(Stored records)
____
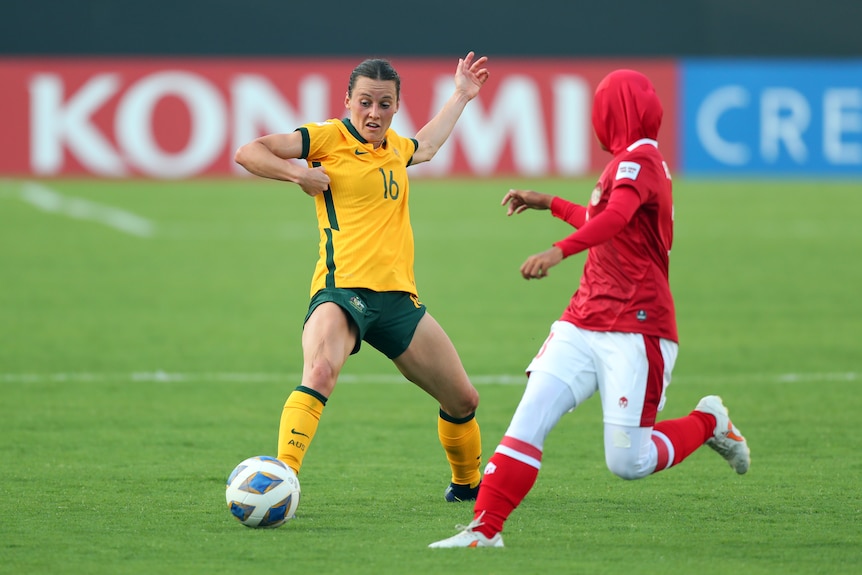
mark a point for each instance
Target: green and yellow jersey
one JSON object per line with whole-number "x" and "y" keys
{"x": 366, "y": 240}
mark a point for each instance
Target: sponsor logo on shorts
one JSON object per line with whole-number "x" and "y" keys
{"x": 357, "y": 304}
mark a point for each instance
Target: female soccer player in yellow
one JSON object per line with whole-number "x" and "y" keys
{"x": 363, "y": 287}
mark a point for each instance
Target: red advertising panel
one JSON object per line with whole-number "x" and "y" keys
{"x": 179, "y": 118}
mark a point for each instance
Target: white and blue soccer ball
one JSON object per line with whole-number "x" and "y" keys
{"x": 262, "y": 492}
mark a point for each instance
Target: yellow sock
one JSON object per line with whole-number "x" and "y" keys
{"x": 463, "y": 444}
{"x": 298, "y": 425}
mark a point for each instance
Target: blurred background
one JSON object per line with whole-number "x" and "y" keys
{"x": 168, "y": 89}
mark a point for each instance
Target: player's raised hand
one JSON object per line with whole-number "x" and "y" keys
{"x": 470, "y": 75}
{"x": 537, "y": 265}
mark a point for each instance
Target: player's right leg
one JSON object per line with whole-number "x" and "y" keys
{"x": 328, "y": 339}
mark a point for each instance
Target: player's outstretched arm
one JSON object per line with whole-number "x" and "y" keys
{"x": 470, "y": 76}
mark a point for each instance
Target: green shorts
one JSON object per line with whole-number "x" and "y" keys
{"x": 386, "y": 320}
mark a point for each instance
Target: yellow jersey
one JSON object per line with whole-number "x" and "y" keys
{"x": 366, "y": 240}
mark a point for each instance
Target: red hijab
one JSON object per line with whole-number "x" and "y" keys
{"x": 625, "y": 110}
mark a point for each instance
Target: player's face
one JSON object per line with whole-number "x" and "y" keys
{"x": 372, "y": 106}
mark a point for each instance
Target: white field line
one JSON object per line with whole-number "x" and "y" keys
{"x": 504, "y": 379}
{"x": 48, "y": 200}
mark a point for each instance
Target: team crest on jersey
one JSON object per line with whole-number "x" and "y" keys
{"x": 358, "y": 304}
{"x": 628, "y": 170}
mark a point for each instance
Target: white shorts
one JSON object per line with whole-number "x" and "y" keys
{"x": 630, "y": 371}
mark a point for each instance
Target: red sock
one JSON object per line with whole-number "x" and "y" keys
{"x": 684, "y": 434}
{"x": 506, "y": 482}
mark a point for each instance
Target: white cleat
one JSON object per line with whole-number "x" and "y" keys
{"x": 726, "y": 439}
{"x": 468, "y": 537}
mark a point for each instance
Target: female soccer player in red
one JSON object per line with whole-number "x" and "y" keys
{"x": 618, "y": 335}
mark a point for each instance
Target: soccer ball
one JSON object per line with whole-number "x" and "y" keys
{"x": 262, "y": 492}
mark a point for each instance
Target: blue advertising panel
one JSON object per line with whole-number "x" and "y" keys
{"x": 771, "y": 117}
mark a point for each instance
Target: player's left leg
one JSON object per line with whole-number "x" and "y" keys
{"x": 432, "y": 363}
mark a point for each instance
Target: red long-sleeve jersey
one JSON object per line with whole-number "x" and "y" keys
{"x": 628, "y": 226}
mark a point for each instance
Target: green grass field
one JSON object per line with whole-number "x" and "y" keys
{"x": 149, "y": 334}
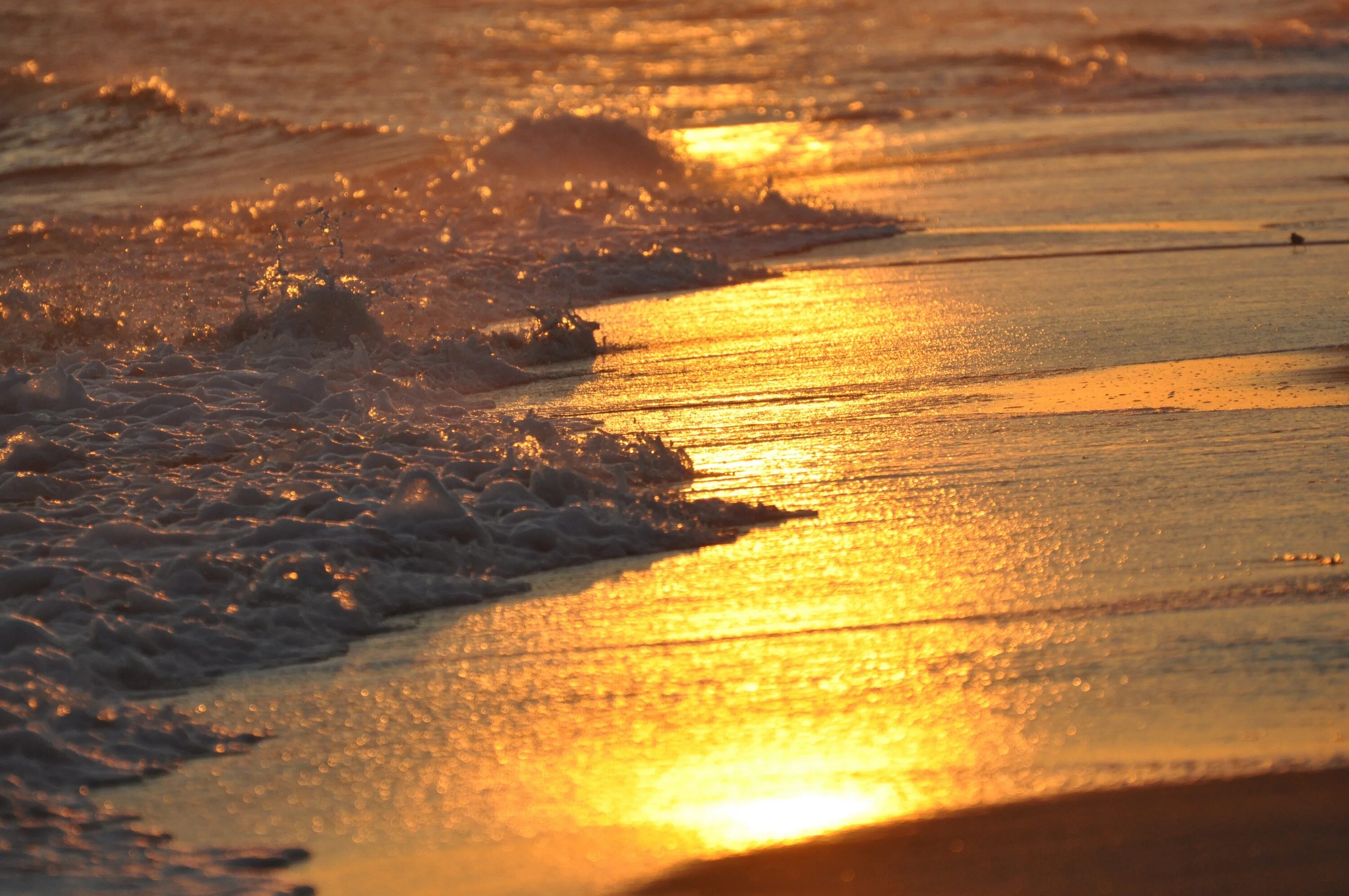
____
* [HOW TO COMPLETE THIS TASK]:
Look through the data above and return exactly the lines from the one that contains "Target: player's right leg" to the one that contains "Target: player's left leg", inclusive, with nothing else.

* [ANSWER TO THIS EXERCISE]:
Target: player's right leg
one JSON object per line with whole-number "x" and "y" keys
{"x": 328, "y": 339}
mark a point for each instance
Target: player's outstretched arm
one JSON object per line with whole-number "x" and "y" keys
{"x": 470, "y": 76}
mark a point for each instance
Target: green shorts
one JSON object per line with whole-number "x" and "y" keys
{"x": 386, "y": 320}
mark a point for each instance
Target: yellow jersey
one JSON object per line with whole-number "x" and "y" keys
{"x": 366, "y": 240}
mark a point for each instance
Target: red hijab
one JSON object per line with whole-number "x" and "y" keys
{"x": 625, "y": 110}
mark a point for each instance
Target: player's face
one JSON object per line with whole-number "x" and "y" keys
{"x": 372, "y": 106}
mark a point for each instance
Target: white field line
one JSON object per line with whole-number "x" and "y" keys
{"x": 504, "y": 379}
{"x": 48, "y": 200}
mark a point for each instance
Target: team crest on jersey
one JSON object per line with whole-number "x" and "y" keys
{"x": 358, "y": 304}
{"x": 628, "y": 170}
mark a point for each instance
Target: white shorts
one JSON object per line with whole-number "x" and "y" keys
{"x": 630, "y": 371}
mark a point for each instance
Target: red sock
one JSON object per line with whole-number "x" and "y" keys
{"x": 684, "y": 434}
{"x": 506, "y": 482}
mark a point for each instance
Target: white cleat
one JSON object per line with whole-number "x" and "y" keys
{"x": 726, "y": 439}
{"x": 468, "y": 537}
mark a point for each instance
Target: female soccer player in red
one JSON object per line with whole-number "x" and "y" keys
{"x": 618, "y": 335}
mark a point for each instance
Target: soccer ball
one JSON object per line with whole-number "x" and "y" keys
{"x": 262, "y": 492}
mark a point for each instance
Target: blue advertising panel
one JSON object per line with whole-number "x" and "y" keys
{"x": 771, "y": 117}
mark a point for each instance
Target: player's left leg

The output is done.